▶ [GIVEN TASK]
Show every line of the listing below that contains the word "illuminated", matching case exactly.

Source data
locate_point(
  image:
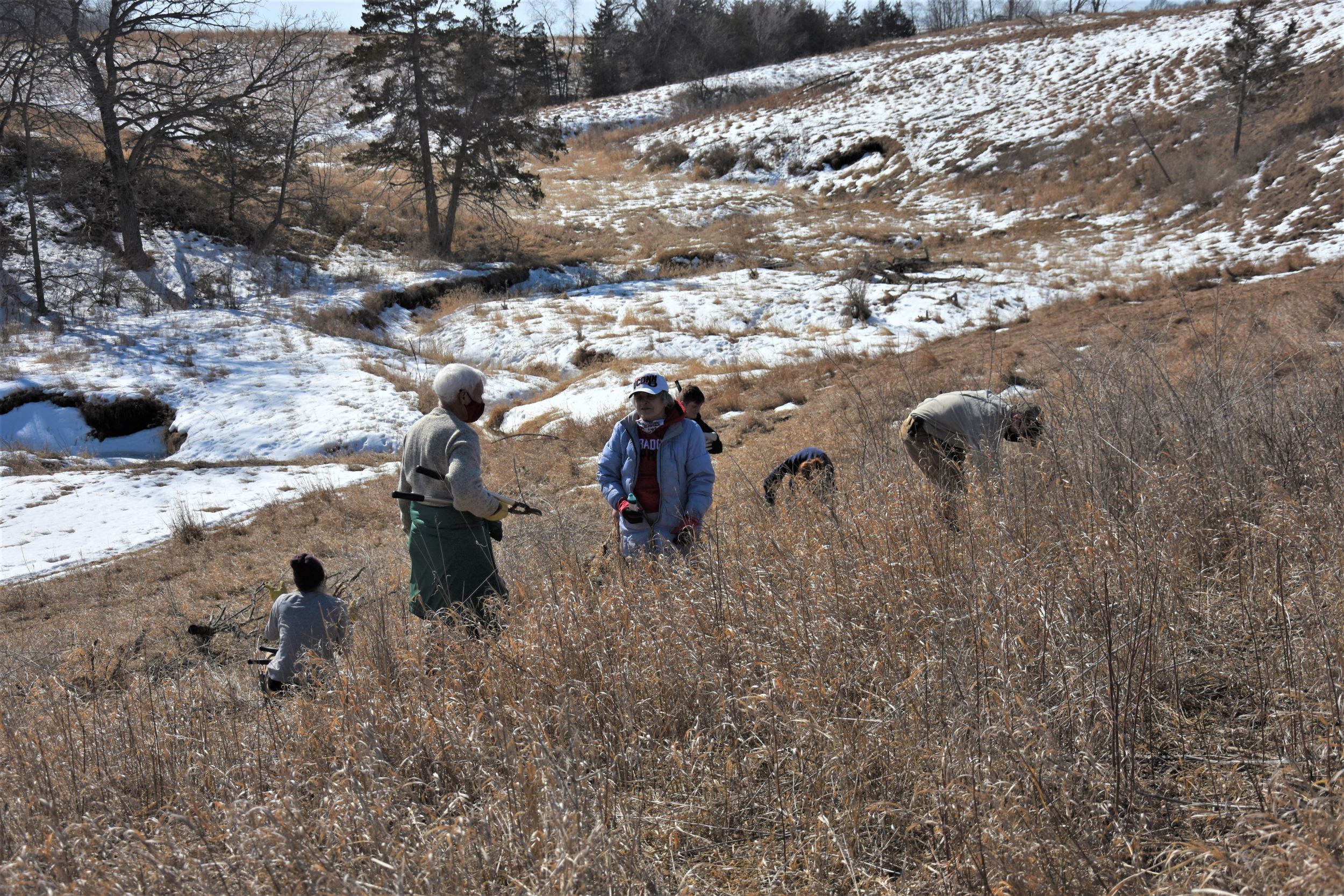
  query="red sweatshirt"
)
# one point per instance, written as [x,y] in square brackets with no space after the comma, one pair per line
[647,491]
* * *
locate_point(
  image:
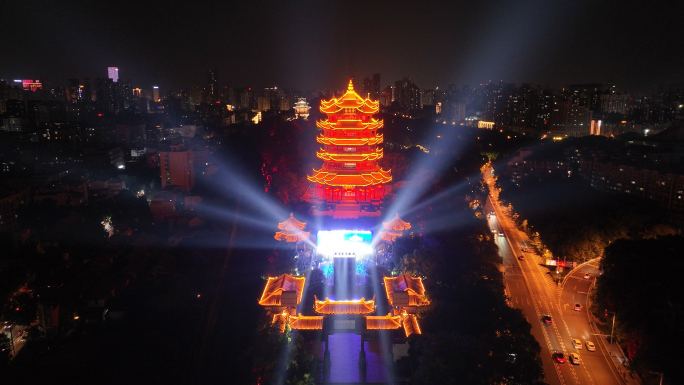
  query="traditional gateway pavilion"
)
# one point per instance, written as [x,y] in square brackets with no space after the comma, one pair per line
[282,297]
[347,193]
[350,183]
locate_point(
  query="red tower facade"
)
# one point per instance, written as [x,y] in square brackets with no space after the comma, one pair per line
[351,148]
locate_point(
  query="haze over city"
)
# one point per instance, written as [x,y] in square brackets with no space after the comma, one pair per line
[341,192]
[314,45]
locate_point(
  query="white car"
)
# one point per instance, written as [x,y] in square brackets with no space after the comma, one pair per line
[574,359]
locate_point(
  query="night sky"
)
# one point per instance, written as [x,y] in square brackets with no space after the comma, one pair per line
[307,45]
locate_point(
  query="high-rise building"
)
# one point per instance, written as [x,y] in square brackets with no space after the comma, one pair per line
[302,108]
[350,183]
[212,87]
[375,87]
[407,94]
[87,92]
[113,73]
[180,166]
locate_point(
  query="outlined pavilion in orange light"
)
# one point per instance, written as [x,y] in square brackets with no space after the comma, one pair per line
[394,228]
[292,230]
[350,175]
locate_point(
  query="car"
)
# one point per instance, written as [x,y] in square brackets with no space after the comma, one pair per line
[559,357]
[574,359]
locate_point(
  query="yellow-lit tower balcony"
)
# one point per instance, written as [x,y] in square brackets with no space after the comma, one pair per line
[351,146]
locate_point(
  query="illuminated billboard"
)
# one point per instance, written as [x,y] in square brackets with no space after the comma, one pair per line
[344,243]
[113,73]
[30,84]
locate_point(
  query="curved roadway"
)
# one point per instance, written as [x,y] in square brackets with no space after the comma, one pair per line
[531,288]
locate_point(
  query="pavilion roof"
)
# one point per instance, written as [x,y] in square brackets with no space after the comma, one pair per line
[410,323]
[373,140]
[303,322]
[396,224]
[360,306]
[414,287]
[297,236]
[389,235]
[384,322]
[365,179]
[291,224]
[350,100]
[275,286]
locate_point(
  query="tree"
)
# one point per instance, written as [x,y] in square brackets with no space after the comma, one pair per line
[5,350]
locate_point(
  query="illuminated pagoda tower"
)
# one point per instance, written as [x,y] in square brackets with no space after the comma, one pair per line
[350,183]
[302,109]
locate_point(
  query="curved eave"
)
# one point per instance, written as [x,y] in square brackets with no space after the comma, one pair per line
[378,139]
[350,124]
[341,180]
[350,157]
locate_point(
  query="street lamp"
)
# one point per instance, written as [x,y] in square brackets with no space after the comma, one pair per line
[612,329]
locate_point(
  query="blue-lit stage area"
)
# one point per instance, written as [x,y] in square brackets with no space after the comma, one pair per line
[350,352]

▶ [REPLY]
  query="illuminated billboard"
  query="illuminated pagoda tower"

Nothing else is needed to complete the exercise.